Rewrite everything from the line containing "Scouting pass: put a marker on the arm, one" down to the end of the data, keeping the requests unchanged. In the answers, multiply each x and y coordinate by 1.15 and round it to a whole number, rounding halves up.

───── Exercise inputs

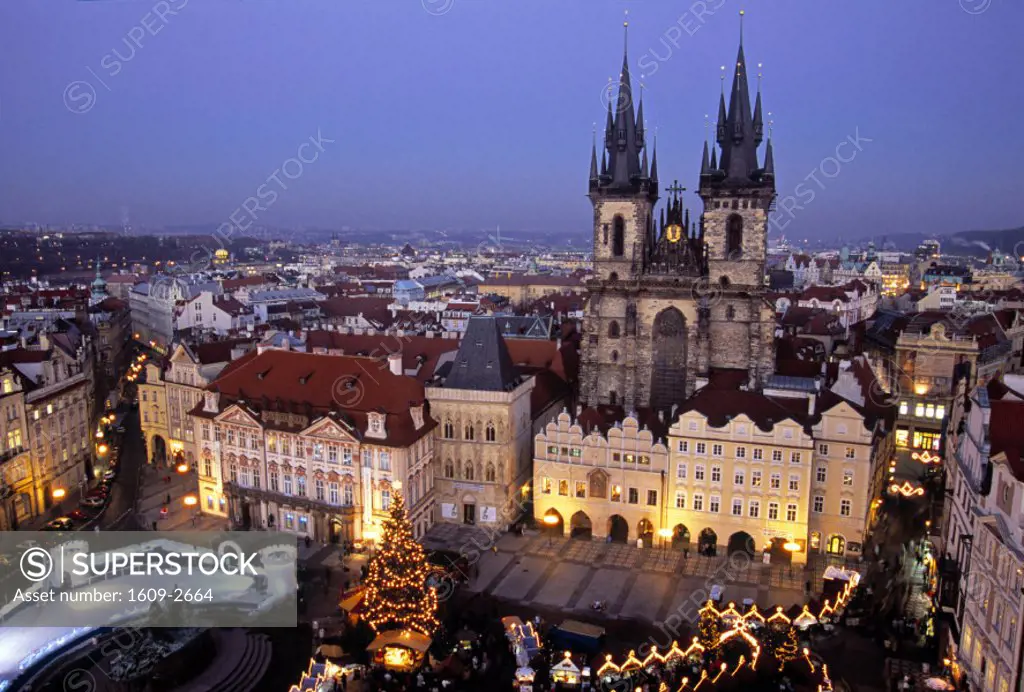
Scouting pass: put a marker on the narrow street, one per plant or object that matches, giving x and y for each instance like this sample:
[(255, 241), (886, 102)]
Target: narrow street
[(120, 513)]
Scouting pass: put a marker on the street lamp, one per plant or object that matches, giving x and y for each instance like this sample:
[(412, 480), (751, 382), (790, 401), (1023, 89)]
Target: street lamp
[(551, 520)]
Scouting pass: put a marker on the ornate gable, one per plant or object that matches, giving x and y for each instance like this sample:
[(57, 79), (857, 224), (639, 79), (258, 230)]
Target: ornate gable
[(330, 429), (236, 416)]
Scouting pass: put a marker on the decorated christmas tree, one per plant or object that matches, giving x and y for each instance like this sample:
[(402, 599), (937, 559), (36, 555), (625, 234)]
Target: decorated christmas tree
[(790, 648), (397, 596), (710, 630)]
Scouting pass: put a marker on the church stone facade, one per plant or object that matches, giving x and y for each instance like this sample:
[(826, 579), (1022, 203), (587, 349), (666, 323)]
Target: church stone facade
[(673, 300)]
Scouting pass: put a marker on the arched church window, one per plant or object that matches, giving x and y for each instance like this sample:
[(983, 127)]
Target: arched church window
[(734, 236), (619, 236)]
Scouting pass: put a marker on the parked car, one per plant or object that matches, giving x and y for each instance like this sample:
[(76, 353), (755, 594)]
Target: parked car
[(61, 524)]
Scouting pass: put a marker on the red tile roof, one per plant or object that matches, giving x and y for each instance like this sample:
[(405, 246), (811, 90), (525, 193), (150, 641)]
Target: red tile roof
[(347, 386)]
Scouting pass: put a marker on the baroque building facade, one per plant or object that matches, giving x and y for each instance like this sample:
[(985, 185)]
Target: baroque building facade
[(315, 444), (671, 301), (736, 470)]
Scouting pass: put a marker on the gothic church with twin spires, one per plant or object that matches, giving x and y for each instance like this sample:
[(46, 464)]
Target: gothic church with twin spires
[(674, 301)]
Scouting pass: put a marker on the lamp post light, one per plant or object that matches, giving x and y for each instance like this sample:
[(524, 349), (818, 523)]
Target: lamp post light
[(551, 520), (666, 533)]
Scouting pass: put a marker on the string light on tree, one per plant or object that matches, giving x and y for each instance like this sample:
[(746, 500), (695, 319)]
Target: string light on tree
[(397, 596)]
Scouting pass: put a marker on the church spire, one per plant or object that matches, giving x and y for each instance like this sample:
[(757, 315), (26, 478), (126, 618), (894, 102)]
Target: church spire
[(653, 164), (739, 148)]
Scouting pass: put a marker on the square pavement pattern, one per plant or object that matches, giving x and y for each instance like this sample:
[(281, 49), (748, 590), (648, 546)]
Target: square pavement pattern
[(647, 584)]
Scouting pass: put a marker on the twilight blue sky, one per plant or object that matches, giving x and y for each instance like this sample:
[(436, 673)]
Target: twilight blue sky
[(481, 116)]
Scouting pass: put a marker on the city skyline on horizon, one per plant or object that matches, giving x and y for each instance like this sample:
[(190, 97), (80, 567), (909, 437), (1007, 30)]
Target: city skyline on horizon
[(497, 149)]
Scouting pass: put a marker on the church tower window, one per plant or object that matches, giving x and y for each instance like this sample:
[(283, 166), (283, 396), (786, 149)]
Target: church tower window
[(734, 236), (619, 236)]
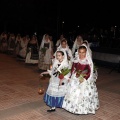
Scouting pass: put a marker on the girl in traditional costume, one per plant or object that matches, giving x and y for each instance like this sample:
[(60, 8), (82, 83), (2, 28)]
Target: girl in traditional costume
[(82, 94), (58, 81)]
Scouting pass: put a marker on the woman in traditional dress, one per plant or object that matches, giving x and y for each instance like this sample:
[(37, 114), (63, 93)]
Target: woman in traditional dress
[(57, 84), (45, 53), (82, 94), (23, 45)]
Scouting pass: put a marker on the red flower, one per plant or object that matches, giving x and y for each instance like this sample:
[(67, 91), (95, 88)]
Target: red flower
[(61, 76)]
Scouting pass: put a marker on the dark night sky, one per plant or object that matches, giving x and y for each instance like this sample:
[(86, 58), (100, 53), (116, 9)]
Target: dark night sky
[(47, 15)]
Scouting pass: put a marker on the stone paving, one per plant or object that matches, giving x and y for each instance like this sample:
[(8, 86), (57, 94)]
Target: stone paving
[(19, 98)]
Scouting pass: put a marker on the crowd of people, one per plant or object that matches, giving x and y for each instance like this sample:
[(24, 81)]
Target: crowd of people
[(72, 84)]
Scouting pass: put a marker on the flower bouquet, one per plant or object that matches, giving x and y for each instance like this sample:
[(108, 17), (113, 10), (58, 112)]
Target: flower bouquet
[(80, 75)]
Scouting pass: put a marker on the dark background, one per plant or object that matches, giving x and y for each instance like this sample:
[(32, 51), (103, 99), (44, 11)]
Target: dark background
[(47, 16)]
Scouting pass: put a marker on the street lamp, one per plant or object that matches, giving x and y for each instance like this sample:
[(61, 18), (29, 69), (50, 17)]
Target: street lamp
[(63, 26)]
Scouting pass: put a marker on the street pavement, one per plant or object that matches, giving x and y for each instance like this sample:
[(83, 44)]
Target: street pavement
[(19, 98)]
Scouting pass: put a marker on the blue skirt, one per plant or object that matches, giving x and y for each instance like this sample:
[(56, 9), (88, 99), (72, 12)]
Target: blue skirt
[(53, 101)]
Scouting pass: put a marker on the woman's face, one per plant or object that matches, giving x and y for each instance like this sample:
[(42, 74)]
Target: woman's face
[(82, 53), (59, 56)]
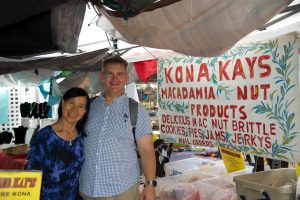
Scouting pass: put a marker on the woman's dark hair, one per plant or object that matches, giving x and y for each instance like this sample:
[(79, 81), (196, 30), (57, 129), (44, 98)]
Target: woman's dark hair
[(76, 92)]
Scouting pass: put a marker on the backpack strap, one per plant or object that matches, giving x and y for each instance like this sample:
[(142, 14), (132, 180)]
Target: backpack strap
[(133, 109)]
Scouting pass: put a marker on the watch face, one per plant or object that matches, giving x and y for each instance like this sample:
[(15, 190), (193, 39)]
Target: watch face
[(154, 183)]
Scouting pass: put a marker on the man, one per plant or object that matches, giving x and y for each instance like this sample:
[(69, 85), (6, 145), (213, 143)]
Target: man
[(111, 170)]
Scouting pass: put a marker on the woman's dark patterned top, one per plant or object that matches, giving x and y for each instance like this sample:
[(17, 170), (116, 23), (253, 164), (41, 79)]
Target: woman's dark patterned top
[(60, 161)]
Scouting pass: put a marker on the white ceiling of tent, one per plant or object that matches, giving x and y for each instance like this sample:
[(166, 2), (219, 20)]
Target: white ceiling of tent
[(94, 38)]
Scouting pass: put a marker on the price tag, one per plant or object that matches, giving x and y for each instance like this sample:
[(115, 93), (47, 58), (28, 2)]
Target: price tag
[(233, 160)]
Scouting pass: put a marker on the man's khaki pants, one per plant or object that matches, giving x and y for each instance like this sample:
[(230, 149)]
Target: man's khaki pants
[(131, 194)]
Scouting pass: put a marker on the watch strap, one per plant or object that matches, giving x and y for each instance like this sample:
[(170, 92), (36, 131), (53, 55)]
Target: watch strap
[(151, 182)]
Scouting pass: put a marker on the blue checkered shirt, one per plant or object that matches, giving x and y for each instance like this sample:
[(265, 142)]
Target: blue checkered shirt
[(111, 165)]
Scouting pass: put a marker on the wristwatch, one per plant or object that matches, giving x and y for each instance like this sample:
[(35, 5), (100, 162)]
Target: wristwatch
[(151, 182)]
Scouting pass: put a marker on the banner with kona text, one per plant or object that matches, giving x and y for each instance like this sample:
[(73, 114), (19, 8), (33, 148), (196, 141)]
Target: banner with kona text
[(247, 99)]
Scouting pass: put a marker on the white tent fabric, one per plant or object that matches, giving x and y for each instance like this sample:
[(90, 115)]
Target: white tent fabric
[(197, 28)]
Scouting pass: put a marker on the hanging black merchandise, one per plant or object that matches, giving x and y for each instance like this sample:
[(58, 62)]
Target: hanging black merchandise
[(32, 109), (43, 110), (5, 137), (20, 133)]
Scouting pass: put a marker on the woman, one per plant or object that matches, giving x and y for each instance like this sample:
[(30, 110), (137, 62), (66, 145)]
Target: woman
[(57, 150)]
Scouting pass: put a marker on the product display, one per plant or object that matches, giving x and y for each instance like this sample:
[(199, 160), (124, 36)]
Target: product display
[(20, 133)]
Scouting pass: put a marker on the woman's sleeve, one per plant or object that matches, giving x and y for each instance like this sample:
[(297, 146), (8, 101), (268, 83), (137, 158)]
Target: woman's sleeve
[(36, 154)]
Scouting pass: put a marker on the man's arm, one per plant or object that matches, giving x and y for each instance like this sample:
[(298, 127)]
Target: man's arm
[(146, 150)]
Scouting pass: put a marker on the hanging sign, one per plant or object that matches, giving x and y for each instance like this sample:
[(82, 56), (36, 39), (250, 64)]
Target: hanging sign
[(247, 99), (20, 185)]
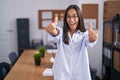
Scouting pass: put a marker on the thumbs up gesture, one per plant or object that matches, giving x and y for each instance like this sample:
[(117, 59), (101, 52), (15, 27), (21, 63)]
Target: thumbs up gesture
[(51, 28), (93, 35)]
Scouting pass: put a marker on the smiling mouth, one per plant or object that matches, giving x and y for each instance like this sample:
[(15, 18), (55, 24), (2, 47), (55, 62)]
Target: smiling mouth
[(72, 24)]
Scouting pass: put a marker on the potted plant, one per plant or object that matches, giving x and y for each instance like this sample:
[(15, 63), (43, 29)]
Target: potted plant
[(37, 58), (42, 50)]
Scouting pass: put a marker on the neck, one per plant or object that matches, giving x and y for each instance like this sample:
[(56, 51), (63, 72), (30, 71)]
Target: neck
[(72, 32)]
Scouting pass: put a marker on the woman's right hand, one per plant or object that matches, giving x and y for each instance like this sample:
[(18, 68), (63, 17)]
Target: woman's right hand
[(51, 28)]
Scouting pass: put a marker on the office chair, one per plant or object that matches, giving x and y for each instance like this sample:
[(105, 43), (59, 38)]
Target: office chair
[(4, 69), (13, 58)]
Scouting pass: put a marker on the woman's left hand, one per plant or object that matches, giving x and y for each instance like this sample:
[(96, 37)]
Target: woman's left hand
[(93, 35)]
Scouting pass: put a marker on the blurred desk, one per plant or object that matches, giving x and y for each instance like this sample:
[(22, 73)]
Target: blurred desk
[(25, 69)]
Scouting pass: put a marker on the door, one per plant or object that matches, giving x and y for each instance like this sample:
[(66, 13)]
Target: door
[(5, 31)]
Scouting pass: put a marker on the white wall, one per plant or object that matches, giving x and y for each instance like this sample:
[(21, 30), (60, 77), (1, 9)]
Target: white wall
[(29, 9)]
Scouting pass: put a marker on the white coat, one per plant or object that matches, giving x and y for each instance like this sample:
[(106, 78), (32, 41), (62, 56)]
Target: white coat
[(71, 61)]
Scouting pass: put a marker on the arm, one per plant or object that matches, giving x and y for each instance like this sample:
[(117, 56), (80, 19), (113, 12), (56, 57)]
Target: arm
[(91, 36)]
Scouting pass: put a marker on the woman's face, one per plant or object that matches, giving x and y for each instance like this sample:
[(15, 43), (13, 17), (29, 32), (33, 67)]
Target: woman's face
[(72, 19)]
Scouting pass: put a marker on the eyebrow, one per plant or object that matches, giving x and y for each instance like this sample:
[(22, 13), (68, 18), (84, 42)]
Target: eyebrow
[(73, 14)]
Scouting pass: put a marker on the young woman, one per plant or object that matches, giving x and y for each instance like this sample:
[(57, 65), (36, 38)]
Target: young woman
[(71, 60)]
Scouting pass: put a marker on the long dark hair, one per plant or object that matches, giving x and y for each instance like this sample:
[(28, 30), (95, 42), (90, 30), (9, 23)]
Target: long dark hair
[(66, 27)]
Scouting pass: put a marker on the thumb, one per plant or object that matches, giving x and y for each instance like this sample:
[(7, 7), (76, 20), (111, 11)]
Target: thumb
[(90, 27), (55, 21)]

──────────

--- Written response ---
Scouting pass: put a marker on the arm, one per plant or object that matches, giving x and y for each instance like this sample:
[(117, 56), (80, 19), (113, 12), (56, 57)]
Target: arm
[(105, 41)]
Scouting pass: put a marker on the woman's face, one per plant or object that matches, giving x and y for each instance like this sample:
[(15, 43), (13, 17), (29, 32), (33, 67)]
Target: woman's face
[(83, 22)]
Scouting pass: put a marker on the eyebrow, one per plant or object that matches, giving x and y for each instance like this sample:
[(22, 13), (68, 18), (84, 42)]
Target: eyebrow
[(84, 16)]
Scouting pass: put a marker on the young woman, one per plant or object that matches, giving x and y for each instance like this sample:
[(57, 65), (36, 38)]
Target: young woman
[(82, 69)]
Scouting pass: put a marker on the long dark hair, one per plant or object that matches, giving x and y for each instance like this sample:
[(28, 30), (95, 42), (90, 30), (9, 23)]
Target: long dark hair
[(76, 31)]
Scouting pass: put a marker on the thumb, one per plant or object that matches, giving x and y for each instance like this sample:
[(7, 7), (76, 20), (111, 11)]
Target: thumb
[(104, 31), (63, 24)]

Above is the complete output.